I would like the lines below, from the one with "query | wooden ouija board" through the one with "query | dark background", copied exactly and without any pictures.
DATA SECTION Block Start
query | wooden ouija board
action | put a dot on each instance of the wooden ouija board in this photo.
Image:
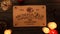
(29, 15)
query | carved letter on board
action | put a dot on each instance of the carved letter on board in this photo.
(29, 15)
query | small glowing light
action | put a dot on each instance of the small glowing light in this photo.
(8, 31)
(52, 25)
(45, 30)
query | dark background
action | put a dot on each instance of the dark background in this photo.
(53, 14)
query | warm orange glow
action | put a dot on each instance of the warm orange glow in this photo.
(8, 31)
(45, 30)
DATA SECTION Block End
DATA SECTION Block Start
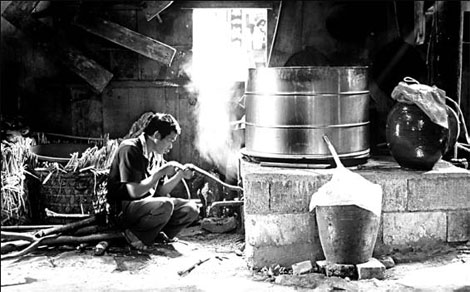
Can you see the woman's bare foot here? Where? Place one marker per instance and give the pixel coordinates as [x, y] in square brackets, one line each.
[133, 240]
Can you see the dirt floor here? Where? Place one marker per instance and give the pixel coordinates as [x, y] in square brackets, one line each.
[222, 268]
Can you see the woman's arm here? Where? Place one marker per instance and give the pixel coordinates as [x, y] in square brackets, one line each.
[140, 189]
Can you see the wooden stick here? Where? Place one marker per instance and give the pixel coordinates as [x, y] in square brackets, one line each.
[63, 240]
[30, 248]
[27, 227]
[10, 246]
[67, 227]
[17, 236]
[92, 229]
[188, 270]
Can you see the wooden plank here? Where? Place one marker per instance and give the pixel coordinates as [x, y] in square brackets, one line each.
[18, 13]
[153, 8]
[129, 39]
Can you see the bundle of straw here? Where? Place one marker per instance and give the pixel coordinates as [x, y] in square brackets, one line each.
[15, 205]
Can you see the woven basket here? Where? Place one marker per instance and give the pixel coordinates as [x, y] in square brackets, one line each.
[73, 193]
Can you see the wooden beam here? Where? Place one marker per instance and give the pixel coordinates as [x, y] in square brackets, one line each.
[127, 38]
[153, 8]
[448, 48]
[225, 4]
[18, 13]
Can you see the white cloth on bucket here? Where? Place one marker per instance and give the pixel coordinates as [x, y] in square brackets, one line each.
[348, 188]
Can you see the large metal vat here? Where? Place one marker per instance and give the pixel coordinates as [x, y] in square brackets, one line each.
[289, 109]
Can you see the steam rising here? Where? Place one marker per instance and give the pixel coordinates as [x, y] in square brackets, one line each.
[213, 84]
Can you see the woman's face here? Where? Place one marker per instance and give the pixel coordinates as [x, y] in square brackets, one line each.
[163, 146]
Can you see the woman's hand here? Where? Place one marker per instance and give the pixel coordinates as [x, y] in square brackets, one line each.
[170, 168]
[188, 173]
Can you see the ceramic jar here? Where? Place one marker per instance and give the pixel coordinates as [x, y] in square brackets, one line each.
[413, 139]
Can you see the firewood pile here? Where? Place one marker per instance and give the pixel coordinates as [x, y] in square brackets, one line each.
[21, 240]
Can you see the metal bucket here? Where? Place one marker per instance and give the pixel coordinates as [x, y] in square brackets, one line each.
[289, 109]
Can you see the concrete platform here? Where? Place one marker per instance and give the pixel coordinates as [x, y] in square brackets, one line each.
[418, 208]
DATA SECTION Block End
DATA SECTION Block Start
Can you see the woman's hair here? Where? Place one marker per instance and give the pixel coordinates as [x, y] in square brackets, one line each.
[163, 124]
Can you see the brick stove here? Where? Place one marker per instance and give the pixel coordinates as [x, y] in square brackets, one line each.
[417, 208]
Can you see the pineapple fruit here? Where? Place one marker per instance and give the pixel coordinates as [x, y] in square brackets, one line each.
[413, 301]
DATA SECTION Block End
▸ YOUR RESPONSE
query | wooden ouija board
action | put a dot on each instance of the wooden ouija board in this photo.
Image:
(29, 15)
query | carved letter on board
action | put a dot on each instance of the carved letter on board in this photo.
(29, 15)
query | small glowing light
action | put a dot on each instance of the small glowing light in this photo.
(8, 31)
(52, 25)
(45, 30)
query | dark background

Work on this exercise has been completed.